#### [Given exercise]
Produce an exact copy of the lines from the line that contains "For the benchmark, point to the tipperary" to the end of the listing below.
** START **
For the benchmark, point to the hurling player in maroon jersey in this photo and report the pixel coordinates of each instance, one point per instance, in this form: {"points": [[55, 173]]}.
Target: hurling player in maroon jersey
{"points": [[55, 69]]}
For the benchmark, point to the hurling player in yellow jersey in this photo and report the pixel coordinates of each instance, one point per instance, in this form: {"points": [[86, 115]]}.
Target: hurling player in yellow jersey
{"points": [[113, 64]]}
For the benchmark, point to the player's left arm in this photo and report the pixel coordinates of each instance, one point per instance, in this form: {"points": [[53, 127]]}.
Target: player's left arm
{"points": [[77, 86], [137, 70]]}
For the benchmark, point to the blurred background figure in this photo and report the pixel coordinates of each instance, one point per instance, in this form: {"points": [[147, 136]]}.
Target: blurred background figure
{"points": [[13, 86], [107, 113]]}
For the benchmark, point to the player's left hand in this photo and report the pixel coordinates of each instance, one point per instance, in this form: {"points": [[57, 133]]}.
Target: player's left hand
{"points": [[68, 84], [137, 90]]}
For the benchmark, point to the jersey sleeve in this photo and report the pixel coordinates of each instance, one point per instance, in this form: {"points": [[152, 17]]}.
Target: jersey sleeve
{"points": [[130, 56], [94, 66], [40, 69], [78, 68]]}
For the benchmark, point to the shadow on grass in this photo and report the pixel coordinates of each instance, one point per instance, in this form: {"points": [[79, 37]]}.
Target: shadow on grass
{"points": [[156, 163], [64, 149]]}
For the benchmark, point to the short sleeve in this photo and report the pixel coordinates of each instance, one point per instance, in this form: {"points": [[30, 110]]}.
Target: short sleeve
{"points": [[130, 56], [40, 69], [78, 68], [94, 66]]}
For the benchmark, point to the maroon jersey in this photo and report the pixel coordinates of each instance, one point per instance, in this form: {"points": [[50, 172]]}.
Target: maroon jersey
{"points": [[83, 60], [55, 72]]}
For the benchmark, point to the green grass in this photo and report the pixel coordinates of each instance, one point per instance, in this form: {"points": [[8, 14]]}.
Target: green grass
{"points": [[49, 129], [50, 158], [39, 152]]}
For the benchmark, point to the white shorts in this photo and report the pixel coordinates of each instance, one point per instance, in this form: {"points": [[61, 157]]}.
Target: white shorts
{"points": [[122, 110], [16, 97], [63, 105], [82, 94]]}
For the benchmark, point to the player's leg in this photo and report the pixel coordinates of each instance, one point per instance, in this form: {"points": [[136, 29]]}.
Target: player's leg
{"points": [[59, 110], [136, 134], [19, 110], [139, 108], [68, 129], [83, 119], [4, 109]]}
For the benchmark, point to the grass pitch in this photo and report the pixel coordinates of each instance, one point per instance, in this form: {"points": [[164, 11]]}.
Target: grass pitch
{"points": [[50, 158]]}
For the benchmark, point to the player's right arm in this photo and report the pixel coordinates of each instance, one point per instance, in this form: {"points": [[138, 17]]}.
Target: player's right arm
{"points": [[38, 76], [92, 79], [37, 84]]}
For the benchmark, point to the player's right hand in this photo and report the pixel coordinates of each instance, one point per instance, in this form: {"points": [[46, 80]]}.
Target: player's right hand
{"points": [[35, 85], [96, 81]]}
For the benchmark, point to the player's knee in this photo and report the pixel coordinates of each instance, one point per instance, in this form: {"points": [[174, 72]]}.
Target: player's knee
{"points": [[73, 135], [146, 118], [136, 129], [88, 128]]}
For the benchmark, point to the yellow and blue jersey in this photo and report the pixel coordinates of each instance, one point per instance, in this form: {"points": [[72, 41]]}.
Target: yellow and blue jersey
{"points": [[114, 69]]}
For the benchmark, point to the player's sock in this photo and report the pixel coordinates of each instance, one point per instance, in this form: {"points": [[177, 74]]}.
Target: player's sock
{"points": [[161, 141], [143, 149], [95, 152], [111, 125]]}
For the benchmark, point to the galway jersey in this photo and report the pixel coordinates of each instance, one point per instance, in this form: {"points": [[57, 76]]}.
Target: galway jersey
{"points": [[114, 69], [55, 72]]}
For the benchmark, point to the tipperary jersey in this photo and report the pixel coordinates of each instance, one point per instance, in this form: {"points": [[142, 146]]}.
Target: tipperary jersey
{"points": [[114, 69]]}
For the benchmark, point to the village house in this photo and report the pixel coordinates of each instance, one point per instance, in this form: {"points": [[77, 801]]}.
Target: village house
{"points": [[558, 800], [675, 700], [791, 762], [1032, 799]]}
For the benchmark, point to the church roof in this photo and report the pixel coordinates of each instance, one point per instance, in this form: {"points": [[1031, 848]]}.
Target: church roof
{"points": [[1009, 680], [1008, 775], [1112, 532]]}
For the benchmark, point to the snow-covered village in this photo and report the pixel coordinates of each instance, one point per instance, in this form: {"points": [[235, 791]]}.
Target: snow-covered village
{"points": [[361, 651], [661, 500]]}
** END **
#### [Output]
For the benchmark, point to the tipperary jersey in this photo and report the pixel coordinates of each instance, one point per instance, in this form: {"points": [[142, 146]]}.
Target: tipperary jersey
{"points": [[114, 69]]}
For the benchmark, point to the village house in this photo and report the pixel coordinates of each instance, one point per instance, in this form: {"points": [[77, 801]]}.
Target: village house
{"points": [[558, 800], [675, 700], [791, 762], [1032, 799]]}
For the benchmark, point to the church roof in this photo and report the pixel coordinates of each instance, one point per instance, in this form: {"points": [[1031, 848]]}.
Target: church roof
{"points": [[1009, 680], [1008, 775], [1112, 532]]}
For the benchmark, point to the snow-covered village in this photo and report the pixel coordinates of each instance, one point per instance, in this form: {"points": [[235, 791]]}.
Target: snow-covered village
{"points": [[361, 651], [661, 500]]}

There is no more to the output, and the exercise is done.